═══ Textauszug

22. Juli 1871: Die erste Lady auf dem Horn
Auch einzelne Frauen kletterten auf Berge – entgegen der gesellschaftlichen Norm. Sie riskierten viel, auch wegen ihrer Garderobe: Dem Zeitgeist entsprechend kletterten sie im Flanell-Rock.
Sechs Jahre nach dem ersten Mann schaffte es die 34-jährige Britin Lucy Walker auf den Gipfel des Matterhorns.
Auch wenn Lucy Walker über Nacht berühmt wurde, blieben Gipfelstürmerinnen eine Seltenheit. Der Bergsport widerspiegelte die gesellschaftlichen Verhältnisse. So gründeten später Schweizer Bergsteigerinnen den Schweizerischen Frauen-Alpenclub SFAC, weil sie im offiziellen Schweizer Alpen-Club SAC unerwünscht waren.

══════
═══ Vorliegende Daten

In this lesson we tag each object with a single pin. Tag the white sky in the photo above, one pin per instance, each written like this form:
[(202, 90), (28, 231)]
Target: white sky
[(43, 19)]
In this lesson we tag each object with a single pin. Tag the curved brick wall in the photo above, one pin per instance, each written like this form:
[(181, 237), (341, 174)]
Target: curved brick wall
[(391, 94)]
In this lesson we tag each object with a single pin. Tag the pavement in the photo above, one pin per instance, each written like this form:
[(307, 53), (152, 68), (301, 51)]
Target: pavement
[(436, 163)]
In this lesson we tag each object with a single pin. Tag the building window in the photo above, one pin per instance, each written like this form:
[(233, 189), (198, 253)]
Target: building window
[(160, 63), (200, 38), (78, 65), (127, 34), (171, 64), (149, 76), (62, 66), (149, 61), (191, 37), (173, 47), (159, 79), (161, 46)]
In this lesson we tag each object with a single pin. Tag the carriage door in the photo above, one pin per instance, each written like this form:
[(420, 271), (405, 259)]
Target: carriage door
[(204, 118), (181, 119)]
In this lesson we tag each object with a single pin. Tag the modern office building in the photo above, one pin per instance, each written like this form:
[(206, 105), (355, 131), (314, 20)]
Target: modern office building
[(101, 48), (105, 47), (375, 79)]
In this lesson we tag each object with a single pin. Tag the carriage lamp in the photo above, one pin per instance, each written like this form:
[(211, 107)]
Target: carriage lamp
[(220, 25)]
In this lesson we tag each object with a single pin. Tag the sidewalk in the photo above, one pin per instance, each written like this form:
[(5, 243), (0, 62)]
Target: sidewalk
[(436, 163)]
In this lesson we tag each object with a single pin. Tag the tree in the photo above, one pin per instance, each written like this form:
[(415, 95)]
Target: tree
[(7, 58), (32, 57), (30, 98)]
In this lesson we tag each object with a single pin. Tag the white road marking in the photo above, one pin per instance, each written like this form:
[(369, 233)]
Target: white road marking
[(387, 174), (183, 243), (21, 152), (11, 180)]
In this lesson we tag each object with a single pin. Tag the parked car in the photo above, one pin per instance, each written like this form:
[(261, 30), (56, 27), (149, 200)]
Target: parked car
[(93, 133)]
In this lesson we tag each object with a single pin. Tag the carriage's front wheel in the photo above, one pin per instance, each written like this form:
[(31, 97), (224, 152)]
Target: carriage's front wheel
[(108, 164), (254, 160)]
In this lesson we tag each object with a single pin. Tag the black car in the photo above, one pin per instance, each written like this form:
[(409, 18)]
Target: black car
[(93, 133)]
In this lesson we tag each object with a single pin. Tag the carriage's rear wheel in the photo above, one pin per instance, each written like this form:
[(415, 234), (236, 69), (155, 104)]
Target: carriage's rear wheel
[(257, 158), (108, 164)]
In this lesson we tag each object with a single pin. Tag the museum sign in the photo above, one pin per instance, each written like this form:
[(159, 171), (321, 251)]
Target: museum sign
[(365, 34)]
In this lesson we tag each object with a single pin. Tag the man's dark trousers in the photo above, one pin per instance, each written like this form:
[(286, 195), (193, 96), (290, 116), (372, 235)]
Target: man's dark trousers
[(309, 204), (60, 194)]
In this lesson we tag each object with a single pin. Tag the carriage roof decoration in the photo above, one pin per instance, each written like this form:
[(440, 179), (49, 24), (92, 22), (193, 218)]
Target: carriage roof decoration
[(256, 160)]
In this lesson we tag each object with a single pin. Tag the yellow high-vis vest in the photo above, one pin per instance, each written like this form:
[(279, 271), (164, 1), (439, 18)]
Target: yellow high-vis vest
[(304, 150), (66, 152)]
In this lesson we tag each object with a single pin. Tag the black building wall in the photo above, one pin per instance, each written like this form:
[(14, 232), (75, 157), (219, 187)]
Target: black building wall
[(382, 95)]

══════

Aufgaben:
1. Stimmen diese Aussagen mit dem Auszug über Lucy Walker überein: (a) Lucy Walker war 34 Jahre alt, als sie den Gipfel des Matterhorns erreichte; (b) die Frauen kletterten damals in Hosen; (c) Schweizer Bergsteigerinnen waren im SAC willkommen? Antworte jeweils mit Ja oder Nein und zitiere die entscheidenden Worte des Auszugs wörtlich.
2. Fasse bitte den Absatz des Auszugs, der mit „Auch wenn Lucy Walker“ beginnt, als kurze Liste zusammen, ohne seine wichtigsten Fakten zu verlieren.
Für die Aufgaben sind die Daten ohne Belang.

Lösungen:
1.
(a) Ja: „die 34-jährige Britin Lucy Walker“
(b) Nein: „Dem Zeitgeist entsprechend kletterten sie im Flanell-Rock.“
(c) Nein: „weil sie im offiziellen Schweizer Alpen-Club SAC unerwünscht waren“

2.
- Lucy Walker wurde über Nacht berühmt.
- Gipfelstürmerinnen blieben dennoch selten.
- Der Bergsport spiegelte die gesellschaftlichen Verhältnisse wider.
- Schweizer Bergsteigerinnen waren im SAC unerwünscht und gründeten deshalb später den Schweizerischen Frauen-Alpenclub SFAC.